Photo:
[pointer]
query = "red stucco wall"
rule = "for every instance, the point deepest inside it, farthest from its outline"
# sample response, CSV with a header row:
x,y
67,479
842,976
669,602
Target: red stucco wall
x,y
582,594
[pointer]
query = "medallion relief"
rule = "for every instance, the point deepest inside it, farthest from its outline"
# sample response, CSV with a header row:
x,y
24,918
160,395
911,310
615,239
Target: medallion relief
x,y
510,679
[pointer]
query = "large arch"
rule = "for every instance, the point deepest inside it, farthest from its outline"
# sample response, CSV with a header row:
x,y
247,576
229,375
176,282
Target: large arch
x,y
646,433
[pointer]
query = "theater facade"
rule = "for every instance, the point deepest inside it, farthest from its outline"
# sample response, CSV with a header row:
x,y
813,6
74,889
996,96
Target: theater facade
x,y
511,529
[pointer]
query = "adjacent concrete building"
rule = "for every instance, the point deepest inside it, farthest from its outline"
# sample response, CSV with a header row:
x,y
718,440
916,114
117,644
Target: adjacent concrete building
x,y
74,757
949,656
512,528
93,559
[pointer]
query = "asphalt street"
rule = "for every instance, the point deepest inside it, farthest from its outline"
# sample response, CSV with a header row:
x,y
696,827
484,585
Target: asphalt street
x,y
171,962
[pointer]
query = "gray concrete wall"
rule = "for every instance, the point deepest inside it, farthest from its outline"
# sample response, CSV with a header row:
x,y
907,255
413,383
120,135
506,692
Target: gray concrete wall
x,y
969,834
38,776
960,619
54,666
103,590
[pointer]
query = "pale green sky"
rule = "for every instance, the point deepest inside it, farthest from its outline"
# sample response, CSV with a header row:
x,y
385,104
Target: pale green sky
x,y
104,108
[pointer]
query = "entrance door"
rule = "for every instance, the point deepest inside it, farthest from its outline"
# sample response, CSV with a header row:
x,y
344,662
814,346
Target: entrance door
================
- [Description of the task]
In the material above, show every line where the word "entrance" turns up.

- [Written solution]
query = "entrance door"
Target: entrance door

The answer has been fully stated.